**OBJECTIVE**
Copy the records below from the line containing "object=black school shoe" down to the line containing "(0, 4), (133, 361)", both lines included, and keep the requests unchanged. Offset every coordinate in the answers by adding 86.

Saved entries:
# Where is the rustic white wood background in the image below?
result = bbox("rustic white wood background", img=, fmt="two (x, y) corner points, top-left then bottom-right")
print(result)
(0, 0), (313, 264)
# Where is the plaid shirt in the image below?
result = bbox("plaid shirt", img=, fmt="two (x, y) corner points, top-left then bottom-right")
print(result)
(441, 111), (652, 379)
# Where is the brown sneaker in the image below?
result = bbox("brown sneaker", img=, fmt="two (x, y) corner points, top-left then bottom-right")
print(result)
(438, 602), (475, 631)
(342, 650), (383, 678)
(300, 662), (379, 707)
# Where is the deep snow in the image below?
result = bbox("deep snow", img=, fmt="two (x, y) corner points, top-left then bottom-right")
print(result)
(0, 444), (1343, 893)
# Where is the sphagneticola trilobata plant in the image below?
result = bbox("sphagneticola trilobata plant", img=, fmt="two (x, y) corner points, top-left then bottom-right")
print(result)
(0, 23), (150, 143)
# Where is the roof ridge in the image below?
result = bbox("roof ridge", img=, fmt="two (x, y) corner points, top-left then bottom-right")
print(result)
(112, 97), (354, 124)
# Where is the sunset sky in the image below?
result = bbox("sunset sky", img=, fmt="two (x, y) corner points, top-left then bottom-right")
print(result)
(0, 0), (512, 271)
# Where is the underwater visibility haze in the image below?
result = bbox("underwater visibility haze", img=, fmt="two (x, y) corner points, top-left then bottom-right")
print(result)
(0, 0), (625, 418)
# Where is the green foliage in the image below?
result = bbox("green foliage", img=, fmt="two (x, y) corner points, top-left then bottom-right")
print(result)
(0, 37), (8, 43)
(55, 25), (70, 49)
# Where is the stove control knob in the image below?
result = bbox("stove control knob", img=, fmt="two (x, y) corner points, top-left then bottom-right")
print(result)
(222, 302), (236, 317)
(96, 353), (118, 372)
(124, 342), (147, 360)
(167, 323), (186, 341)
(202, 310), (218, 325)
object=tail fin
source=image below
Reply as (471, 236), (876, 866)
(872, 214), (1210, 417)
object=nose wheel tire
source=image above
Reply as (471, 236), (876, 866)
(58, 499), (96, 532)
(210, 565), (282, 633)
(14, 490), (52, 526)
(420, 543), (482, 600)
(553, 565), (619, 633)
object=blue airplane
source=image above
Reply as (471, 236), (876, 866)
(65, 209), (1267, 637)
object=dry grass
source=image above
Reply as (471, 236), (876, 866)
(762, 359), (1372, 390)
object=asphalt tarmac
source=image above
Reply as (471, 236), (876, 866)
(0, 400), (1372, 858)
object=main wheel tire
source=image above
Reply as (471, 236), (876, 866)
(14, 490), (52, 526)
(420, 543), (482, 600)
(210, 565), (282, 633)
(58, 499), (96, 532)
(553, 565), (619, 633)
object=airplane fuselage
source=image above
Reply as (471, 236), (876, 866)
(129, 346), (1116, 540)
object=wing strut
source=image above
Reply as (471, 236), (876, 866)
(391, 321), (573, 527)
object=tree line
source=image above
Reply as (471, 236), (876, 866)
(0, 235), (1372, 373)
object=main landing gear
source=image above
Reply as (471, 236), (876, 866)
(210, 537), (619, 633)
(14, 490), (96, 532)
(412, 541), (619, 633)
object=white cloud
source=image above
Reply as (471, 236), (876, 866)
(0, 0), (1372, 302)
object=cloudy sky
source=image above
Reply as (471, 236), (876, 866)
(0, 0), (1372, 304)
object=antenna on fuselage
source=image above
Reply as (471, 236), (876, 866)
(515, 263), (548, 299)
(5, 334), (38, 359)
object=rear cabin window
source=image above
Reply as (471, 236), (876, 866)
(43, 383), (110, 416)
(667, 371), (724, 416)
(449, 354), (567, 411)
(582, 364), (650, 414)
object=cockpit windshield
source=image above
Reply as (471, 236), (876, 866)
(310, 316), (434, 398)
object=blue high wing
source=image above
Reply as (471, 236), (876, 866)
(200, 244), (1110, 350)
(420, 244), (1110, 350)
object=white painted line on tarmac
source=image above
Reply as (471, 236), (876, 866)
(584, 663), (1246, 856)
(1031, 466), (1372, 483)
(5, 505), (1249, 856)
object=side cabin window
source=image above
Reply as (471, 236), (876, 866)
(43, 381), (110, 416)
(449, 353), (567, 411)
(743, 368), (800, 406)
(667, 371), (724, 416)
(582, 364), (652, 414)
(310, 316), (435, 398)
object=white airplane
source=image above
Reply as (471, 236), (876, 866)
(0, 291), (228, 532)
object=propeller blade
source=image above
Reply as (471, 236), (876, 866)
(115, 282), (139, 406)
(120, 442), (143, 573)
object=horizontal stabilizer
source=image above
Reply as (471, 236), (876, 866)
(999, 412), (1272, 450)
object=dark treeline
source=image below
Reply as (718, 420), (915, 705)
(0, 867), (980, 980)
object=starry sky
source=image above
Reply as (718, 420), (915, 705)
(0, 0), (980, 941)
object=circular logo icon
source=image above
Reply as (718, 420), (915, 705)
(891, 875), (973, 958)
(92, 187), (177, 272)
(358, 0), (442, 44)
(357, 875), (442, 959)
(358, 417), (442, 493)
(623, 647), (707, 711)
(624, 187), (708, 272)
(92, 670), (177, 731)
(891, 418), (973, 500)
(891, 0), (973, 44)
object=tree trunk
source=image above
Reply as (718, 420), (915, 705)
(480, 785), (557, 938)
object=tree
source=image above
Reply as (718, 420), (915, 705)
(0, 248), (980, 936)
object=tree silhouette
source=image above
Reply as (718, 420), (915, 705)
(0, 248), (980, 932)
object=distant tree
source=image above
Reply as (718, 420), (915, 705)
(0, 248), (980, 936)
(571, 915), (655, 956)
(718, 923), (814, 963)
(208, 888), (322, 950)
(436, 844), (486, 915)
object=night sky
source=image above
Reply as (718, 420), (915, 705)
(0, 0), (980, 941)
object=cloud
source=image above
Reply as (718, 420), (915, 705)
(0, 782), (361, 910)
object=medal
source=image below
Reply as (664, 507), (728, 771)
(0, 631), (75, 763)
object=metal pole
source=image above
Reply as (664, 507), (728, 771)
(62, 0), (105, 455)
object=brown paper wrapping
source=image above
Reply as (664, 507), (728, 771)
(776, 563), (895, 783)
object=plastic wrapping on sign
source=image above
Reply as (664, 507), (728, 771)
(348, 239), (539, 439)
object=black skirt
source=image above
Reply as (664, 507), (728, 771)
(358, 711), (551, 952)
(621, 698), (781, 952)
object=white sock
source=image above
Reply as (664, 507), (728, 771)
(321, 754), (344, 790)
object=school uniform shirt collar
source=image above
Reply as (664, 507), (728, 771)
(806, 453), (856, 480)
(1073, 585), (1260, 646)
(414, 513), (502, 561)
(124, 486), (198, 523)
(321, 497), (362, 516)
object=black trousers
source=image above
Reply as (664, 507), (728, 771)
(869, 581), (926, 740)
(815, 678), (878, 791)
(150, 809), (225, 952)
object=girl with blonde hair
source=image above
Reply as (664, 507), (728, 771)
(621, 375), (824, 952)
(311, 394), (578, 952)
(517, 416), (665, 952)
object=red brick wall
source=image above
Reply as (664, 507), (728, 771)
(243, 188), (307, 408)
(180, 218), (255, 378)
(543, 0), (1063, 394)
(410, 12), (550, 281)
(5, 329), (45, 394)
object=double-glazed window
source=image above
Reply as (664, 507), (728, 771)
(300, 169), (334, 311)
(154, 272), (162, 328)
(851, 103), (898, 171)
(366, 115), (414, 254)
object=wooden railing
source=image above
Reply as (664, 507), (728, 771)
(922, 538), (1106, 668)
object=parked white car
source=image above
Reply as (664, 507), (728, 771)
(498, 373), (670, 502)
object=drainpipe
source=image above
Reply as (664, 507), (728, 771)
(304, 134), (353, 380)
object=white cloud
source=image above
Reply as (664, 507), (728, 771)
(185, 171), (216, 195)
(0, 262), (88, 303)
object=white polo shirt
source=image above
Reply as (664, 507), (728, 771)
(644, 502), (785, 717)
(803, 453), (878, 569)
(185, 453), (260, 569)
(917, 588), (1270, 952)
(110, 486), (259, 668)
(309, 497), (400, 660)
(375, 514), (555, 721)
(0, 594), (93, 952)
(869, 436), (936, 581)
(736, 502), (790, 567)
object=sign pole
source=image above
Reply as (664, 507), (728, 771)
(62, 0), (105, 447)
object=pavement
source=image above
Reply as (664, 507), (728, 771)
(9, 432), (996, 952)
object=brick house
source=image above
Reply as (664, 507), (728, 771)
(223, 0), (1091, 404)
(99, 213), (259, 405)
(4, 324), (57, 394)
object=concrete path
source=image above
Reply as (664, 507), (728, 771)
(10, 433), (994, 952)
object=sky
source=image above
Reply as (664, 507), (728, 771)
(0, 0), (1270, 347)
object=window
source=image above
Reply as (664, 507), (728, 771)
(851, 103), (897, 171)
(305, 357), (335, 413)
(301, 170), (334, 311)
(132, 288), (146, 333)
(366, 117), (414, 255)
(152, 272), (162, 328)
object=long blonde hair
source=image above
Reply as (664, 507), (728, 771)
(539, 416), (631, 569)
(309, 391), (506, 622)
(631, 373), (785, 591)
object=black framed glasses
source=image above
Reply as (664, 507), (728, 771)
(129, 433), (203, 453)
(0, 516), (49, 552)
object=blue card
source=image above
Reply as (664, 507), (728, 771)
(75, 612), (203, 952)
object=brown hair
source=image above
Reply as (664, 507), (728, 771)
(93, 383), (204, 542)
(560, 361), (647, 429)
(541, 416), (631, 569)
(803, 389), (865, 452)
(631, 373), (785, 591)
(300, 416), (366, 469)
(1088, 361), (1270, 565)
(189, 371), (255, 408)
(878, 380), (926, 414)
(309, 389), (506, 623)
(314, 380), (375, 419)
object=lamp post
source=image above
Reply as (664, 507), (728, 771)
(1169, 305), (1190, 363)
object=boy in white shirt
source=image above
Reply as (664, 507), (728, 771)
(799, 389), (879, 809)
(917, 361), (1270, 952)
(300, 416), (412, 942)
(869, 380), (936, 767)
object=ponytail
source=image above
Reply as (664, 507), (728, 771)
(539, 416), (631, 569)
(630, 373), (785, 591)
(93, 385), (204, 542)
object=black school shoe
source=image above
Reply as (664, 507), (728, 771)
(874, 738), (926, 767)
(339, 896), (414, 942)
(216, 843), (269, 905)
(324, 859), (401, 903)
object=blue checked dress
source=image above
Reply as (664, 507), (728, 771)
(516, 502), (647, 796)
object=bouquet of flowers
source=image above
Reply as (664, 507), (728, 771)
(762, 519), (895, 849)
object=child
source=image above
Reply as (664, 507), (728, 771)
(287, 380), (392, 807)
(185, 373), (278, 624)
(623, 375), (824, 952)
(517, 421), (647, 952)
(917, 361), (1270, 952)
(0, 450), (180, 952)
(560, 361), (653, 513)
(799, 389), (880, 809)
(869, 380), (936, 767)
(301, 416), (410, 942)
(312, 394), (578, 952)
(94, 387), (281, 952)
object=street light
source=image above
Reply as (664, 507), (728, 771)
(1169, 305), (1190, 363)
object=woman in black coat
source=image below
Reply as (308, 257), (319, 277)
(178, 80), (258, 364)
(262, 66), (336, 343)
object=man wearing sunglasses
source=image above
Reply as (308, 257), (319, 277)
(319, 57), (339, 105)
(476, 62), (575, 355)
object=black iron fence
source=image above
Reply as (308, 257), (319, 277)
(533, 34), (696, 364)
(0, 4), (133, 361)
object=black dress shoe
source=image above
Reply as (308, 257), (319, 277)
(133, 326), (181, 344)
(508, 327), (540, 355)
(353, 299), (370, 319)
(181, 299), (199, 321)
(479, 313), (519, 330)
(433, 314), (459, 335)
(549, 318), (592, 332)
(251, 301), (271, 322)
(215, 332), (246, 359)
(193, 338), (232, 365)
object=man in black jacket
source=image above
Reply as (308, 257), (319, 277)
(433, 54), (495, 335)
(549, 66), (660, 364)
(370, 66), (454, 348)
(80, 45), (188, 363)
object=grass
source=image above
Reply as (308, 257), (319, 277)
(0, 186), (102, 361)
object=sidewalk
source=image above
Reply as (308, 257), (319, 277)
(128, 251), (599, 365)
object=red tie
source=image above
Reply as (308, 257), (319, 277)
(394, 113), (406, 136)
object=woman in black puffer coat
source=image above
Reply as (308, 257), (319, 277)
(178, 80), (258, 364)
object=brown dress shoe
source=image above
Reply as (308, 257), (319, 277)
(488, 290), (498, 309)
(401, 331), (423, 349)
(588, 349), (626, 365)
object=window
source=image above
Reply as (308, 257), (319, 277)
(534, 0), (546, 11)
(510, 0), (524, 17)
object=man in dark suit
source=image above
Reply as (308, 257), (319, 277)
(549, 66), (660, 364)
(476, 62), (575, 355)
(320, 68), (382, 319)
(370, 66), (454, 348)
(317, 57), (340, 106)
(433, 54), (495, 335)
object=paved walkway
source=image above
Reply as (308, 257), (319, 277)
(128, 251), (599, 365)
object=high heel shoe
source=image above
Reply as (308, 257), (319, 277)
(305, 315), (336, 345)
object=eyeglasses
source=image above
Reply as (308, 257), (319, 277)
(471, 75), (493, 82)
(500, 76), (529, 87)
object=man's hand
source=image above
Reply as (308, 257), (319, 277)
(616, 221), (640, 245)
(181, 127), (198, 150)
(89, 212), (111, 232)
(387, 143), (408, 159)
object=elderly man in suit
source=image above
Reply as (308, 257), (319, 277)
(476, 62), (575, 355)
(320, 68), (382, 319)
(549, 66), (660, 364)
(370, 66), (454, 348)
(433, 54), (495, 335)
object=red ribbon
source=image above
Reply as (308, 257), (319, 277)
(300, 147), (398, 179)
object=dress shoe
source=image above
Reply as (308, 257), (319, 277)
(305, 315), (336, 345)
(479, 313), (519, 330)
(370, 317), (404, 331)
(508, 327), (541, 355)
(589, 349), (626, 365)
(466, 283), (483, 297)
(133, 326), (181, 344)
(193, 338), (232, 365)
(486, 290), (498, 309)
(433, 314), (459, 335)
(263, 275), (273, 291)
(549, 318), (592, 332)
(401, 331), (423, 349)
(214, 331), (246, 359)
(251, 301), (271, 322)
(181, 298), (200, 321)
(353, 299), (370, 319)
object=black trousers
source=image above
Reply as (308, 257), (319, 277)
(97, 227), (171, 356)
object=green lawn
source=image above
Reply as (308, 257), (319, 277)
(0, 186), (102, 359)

**SOLUTION TO THIS TASK**
object=black school shoe
source=image above
Reply as (664, 507), (728, 771)
(960, 824), (1012, 853)
(425, 982), (500, 1028)
(302, 929), (355, 991)
(410, 945), (487, 989)
object=blue checked dress
source=image above
Reply as (664, 507), (728, 771)
(602, 588), (733, 882)
object=bouquet of flowers
source=image above
Reply as (664, 507), (728, 771)
(848, 605), (981, 935)
object=child
source=image above
Reply as (664, 507), (728, 771)
(373, 466), (478, 893)
(271, 459), (364, 710)
(709, 461), (910, 1038)
(603, 507), (733, 1038)
(1003, 447), (1356, 1038)
(86, 536), (266, 1038)
(646, 447), (739, 599)
(885, 475), (966, 895)
(955, 466), (1022, 853)
(387, 502), (496, 1028)
(398, 480), (664, 1038)
(180, 473), (367, 1038)
object=street light
source=image above
Reply as (664, 507), (728, 771)
(1255, 391), (1276, 449)
object=woman in black coat
source=image below
Reply as (308, 257), (319, 277)
(264, 166), (344, 450)
(348, 152), (422, 429)
object=man wearing sunglasses
source=image above
Reply as (308, 257), (319, 277)
(405, 143), (425, 191)
(562, 148), (661, 441)
object=black iron fence
source=image above
Reply as (308, 257), (319, 277)
(619, 120), (782, 450)
(86, 90), (219, 447)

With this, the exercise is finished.